• EXERCISE PROMPT:
Repeat the material verbatim and drop the pictures.

• INFORMATION PROVIDED:
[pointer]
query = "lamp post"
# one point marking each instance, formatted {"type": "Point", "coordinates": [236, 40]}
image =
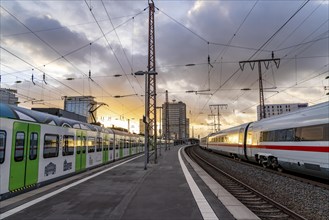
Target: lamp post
{"type": "Point", "coordinates": [146, 118]}
{"type": "Point", "coordinates": [159, 107]}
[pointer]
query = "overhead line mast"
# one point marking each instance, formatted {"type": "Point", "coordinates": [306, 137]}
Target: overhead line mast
{"type": "Point", "coordinates": [151, 82]}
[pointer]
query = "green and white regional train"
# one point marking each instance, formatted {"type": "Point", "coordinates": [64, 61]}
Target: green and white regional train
{"type": "Point", "coordinates": [37, 148]}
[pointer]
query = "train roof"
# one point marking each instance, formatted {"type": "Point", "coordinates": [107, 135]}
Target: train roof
{"type": "Point", "coordinates": [15, 112]}
{"type": "Point", "coordinates": [313, 115]}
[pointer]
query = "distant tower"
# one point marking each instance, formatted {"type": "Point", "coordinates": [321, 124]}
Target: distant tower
{"type": "Point", "coordinates": [178, 123]}
{"type": "Point", "coordinates": [8, 96]}
{"type": "Point", "coordinates": [81, 106]}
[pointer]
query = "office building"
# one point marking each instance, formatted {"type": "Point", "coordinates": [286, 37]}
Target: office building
{"type": "Point", "coordinates": [178, 123]}
{"type": "Point", "coordinates": [82, 105]}
{"type": "Point", "coordinates": [278, 109]}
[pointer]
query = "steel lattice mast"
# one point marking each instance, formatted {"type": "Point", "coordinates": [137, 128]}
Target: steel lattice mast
{"type": "Point", "coordinates": [151, 114]}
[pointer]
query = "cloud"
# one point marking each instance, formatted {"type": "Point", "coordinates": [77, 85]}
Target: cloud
{"type": "Point", "coordinates": [183, 30]}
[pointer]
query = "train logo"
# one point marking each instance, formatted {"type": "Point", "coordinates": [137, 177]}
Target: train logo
{"type": "Point", "coordinates": [67, 166]}
{"type": "Point", "coordinates": [50, 169]}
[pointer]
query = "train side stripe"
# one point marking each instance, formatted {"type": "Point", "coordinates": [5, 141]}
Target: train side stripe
{"type": "Point", "coordinates": [322, 149]}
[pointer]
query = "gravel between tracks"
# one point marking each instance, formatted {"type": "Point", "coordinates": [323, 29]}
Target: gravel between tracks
{"type": "Point", "coordinates": [310, 201]}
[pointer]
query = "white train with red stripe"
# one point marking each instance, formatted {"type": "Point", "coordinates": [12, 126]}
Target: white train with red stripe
{"type": "Point", "coordinates": [296, 141]}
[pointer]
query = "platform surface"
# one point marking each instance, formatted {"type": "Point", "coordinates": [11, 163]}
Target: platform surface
{"type": "Point", "coordinates": [123, 190]}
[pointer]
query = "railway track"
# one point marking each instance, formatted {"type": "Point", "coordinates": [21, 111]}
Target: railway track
{"type": "Point", "coordinates": [299, 177]}
{"type": "Point", "coordinates": [264, 207]}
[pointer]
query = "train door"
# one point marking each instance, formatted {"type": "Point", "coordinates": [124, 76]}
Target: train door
{"type": "Point", "coordinates": [122, 145]}
{"type": "Point", "coordinates": [106, 149]}
{"type": "Point", "coordinates": [241, 142]}
{"type": "Point", "coordinates": [24, 164]}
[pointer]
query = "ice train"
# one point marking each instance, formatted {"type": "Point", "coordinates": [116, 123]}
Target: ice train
{"type": "Point", "coordinates": [297, 141]}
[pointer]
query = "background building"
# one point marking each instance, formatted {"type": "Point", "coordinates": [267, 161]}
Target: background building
{"type": "Point", "coordinates": [278, 109]}
{"type": "Point", "coordinates": [81, 105]}
{"type": "Point", "coordinates": [178, 123]}
{"type": "Point", "coordinates": [8, 96]}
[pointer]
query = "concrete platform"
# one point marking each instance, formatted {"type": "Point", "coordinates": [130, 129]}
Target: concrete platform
{"type": "Point", "coordinates": [124, 190]}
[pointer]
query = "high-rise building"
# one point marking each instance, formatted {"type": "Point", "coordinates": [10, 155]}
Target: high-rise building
{"type": "Point", "coordinates": [178, 123]}
{"type": "Point", "coordinates": [8, 96]}
{"type": "Point", "coordinates": [81, 105]}
{"type": "Point", "coordinates": [278, 109]}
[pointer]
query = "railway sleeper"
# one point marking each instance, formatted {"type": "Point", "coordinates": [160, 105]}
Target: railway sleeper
{"type": "Point", "coordinates": [250, 199]}
{"type": "Point", "coordinates": [265, 206]}
{"type": "Point", "coordinates": [283, 216]}
{"type": "Point", "coordinates": [267, 160]}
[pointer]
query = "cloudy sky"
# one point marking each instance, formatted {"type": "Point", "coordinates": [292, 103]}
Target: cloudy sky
{"type": "Point", "coordinates": [56, 40]}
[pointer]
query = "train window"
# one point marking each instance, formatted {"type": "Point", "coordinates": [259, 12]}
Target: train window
{"type": "Point", "coordinates": [106, 143]}
{"type": "Point", "coordinates": [91, 144]}
{"type": "Point", "coordinates": [312, 133]}
{"type": "Point", "coordinates": [34, 139]}
{"type": "Point", "coordinates": [99, 144]}
{"type": "Point", "coordinates": [51, 146]}
{"type": "Point", "coordinates": [2, 146]}
{"type": "Point", "coordinates": [111, 144]}
{"type": "Point", "coordinates": [83, 145]}
{"type": "Point", "coordinates": [285, 135]}
{"type": "Point", "coordinates": [78, 144]}
{"type": "Point", "coordinates": [68, 148]}
{"type": "Point", "coordinates": [19, 146]}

• SOLUTION TO THIS EXERCISE:
[pointer]
query = "lamp post"
# one point marking each instance, formatted {"type": "Point", "coordinates": [236, 40]}
image =
Target: lamp post
{"type": "Point", "coordinates": [146, 118]}
{"type": "Point", "coordinates": [159, 107]}
[pointer]
query = "overhead line mast"
# one point marking each instance, formatted {"type": "Point", "coordinates": [306, 137]}
Target: overhead line mast
{"type": "Point", "coordinates": [151, 82]}
[pointer]
query = "green and white regional train"
# one point marking each instance, formatted {"type": "Point", "coordinates": [64, 61]}
Target: green and white regional train
{"type": "Point", "coordinates": [37, 148]}
[pointer]
query = "train roof"
# one point marking each instance, formatted {"type": "Point", "coordinates": [107, 135]}
Target: train roof
{"type": "Point", "coordinates": [15, 112]}
{"type": "Point", "coordinates": [313, 115]}
[pointer]
query = "distant tower"
# one point marking each instance, formatted {"type": "Point", "coordinates": [321, 124]}
Target: distant tower
{"type": "Point", "coordinates": [178, 123]}
{"type": "Point", "coordinates": [8, 96]}
{"type": "Point", "coordinates": [81, 106]}
[pointer]
query = "office building"
# one point marking each instance, formatted {"type": "Point", "coordinates": [286, 37]}
Target: office building
{"type": "Point", "coordinates": [178, 123]}
{"type": "Point", "coordinates": [82, 105]}
{"type": "Point", "coordinates": [278, 109]}
[pointer]
query = "steel lattice mast"
# one point marking each instance, formatted {"type": "Point", "coordinates": [137, 128]}
Target: steel lattice mast
{"type": "Point", "coordinates": [151, 114]}
[pointer]
query = "cloud"
# one point marking each instance, formatted {"type": "Point", "coordinates": [77, 85]}
Target: cloud
{"type": "Point", "coordinates": [183, 30]}
[pointer]
query = "train logo"
# one point marking each instance, formatted {"type": "Point", "coordinates": [137, 177]}
Target: train logo
{"type": "Point", "coordinates": [67, 166]}
{"type": "Point", "coordinates": [50, 169]}
[pointer]
query = "train side stripe"
# one point marking each instance, formatted {"type": "Point", "coordinates": [5, 141]}
Target: train side stripe
{"type": "Point", "coordinates": [322, 149]}
[pointer]
query = "gravel between tracks"
# one point marking each instance, formatted {"type": "Point", "coordinates": [323, 29]}
Target: gravel between tracks
{"type": "Point", "coordinates": [310, 201]}
[pointer]
query = "white train with red stripe"
# one point marking each instance, formatted {"type": "Point", "coordinates": [12, 126]}
Target: white train with red stripe
{"type": "Point", "coordinates": [296, 141]}
[pointer]
query = "platform surface"
# one point marking each instance, formatted {"type": "Point", "coordinates": [11, 163]}
Target: platform surface
{"type": "Point", "coordinates": [123, 190]}
[pointer]
query = "railway track"
# one point marking each instance, formatted {"type": "Point", "coordinates": [21, 111]}
Target: railway track
{"type": "Point", "coordinates": [299, 177]}
{"type": "Point", "coordinates": [264, 207]}
[pointer]
query = "train door"
# one point marking each instance, formatted {"type": "Point", "coordinates": [124, 76]}
Target: train door
{"type": "Point", "coordinates": [122, 145]}
{"type": "Point", "coordinates": [106, 149]}
{"type": "Point", "coordinates": [241, 142]}
{"type": "Point", "coordinates": [24, 164]}
[pointer]
query = "ice train"
# one point marking each instance, formatted {"type": "Point", "coordinates": [116, 123]}
Target: ice train
{"type": "Point", "coordinates": [297, 141]}
[pointer]
query = "background building"
# one point marking each instance, formatted {"type": "Point", "coordinates": [267, 161]}
Target: background building
{"type": "Point", "coordinates": [278, 109]}
{"type": "Point", "coordinates": [81, 105]}
{"type": "Point", "coordinates": [178, 123]}
{"type": "Point", "coordinates": [8, 96]}
[pointer]
query = "concrete platform"
# one point marking each instance, formatted {"type": "Point", "coordinates": [130, 129]}
Target: concrete platform
{"type": "Point", "coordinates": [124, 190]}
[pointer]
query = "high-rise building"
# one point marking each instance, formatted {"type": "Point", "coordinates": [10, 155]}
Target: high-rise building
{"type": "Point", "coordinates": [178, 123]}
{"type": "Point", "coordinates": [8, 96]}
{"type": "Point", "coordinates": [81, 105]}
{"type": "Point", "coordinates": [278, 109]}
[pointer]
query = "railway sleeper"
# one point marking each instance, formatted {"type": "Point", "coordinates": [160, 105]}
Target: railway sleeper
{"type": "Point", "coordinates": [250, 199]}
{"type": "Point", "coordinates": [265, 206]}
{"type": "Point", "coordinates": [283, 216]}
{"type": "Point", "coordinates": [267, 160]}
[pointer]
query = "cloudy sky"
# one point marking each instance, formatted {"type": "Point", "coordinates": [292, 103]}
Target: cloudy sky
{"type": "Point", "coordinates": [56, 40]}
[pointer]
query = "train window"
# one point marking each instance, formatted {"type": "Point", "coordinates": [259, 12]}
Target: train window
{"type": "Point", "coordinates": [106, 143]}
{"type": "Point", "coordinates": [91, 144]}
{"type": "Point", "coordinates": [312, 133]}
{"type": "Point", "coordinates": [34, 139]}
{"type": "Point", "coordinates": [99, 144]}
{"type": "Point", "coordinates": [51, 146]}
{"type": "Point", "coordinates": [2, 146]}
{"type": "Point", "coordinates": [111, 144]}
{"type": "Point", "coordinates": [83, 145]}
{"type": "Point", "coordinates": [285, 135]}
{"type": "Point", "coordinates": [78, 144]}
{"type": "Point", "coordinates": [68, 148]}
{"type": "Point", "coordinates": [19, 146]}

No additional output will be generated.